• _To do_:
Report each line of the records below that contains the string "hand", copying the whole line. Case counts.

------------------------------

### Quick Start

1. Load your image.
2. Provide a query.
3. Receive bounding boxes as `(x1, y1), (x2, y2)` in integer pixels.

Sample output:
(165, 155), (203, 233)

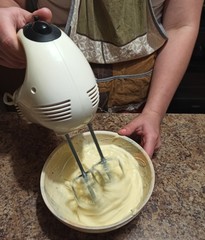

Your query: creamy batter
(42, 134), (151, 227)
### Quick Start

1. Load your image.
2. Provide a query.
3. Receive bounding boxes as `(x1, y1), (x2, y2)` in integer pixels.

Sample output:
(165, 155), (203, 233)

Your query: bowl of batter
(40, 131), (155, 233)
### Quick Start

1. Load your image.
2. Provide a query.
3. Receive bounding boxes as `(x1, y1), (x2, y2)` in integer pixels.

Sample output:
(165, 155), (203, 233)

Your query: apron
(28, 0), (167, 112)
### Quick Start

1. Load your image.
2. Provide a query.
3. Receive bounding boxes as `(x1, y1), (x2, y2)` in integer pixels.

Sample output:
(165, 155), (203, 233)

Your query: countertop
(0, 112), (205, 240)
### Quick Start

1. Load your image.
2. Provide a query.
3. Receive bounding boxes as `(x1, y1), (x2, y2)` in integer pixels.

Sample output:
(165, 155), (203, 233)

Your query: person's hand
(0, 7), (52, 69)
(118, 112), (161, 157)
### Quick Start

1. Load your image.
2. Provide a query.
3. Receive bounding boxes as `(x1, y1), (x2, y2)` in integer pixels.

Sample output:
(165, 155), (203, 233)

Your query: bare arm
(119, 0), (203, 157)
(0, 0), (26, 8)
(144, 0), (203, 119)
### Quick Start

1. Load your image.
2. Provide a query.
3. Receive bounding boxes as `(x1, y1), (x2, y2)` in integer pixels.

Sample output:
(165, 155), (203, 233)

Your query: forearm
(145, 26), (201, 118)
(0, 0), (26, 8)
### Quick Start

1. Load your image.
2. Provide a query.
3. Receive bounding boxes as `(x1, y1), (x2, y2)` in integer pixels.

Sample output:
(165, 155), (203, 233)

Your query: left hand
(118, 112), (161, 158)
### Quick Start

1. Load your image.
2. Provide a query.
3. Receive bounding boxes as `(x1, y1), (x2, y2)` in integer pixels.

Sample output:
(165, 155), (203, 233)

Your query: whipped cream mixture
(45, 136), (147, 227)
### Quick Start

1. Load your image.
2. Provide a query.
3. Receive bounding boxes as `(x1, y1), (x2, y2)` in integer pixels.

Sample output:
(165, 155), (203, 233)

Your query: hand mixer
(4, 18), (121, 200)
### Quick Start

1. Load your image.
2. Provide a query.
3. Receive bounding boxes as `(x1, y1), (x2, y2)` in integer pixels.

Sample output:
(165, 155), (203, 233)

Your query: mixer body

------------------------------

• _Correct result_:
Your query: person's hand
Your query: left hand
Your query: hand mixer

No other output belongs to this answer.